> **Aim of the exercise**:
Please pick out every line of the items below that contains the word "spectator". Case counts.

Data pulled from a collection
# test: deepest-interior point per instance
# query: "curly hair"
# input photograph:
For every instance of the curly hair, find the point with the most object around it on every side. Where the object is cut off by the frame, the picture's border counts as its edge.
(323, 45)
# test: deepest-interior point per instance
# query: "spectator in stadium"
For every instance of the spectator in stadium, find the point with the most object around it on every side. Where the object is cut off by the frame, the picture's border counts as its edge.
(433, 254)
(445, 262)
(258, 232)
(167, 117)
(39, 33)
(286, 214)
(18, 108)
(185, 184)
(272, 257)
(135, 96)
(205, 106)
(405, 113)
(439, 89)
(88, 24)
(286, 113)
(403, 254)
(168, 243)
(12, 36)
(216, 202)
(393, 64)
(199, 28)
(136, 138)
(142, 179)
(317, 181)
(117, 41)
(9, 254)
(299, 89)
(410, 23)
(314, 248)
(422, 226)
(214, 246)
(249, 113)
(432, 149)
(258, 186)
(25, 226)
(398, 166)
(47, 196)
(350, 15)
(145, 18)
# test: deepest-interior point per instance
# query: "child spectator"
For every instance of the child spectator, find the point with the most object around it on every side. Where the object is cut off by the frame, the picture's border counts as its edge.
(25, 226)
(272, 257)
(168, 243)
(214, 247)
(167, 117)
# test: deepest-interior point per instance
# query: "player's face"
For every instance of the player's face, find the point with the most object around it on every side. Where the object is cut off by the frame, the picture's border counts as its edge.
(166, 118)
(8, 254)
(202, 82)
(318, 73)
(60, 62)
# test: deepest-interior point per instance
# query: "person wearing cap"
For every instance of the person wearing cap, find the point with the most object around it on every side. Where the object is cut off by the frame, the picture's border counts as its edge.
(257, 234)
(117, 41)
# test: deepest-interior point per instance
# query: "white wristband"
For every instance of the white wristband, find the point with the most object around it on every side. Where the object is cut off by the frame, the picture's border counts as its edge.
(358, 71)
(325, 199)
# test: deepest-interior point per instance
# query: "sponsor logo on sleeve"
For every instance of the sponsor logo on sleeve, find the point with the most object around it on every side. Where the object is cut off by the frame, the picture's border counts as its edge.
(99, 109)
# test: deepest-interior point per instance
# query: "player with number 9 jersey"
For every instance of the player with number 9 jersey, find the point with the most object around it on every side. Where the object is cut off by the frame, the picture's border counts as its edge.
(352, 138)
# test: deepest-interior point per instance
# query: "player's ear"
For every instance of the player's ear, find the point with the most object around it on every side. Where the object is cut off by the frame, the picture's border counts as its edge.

> **Task solution**:
# query: "spectator in stadium"
For every instance of the spectator in stadium, find the point with the most object around it on every side. Where the object is cut off by the frame, the picture's border counts as its edge.
# query: "child spectator"
For every instance of the child spectator, find the point with the most object around it on every side. Where the object is cut off by the frame, the picture's border counts as its edge.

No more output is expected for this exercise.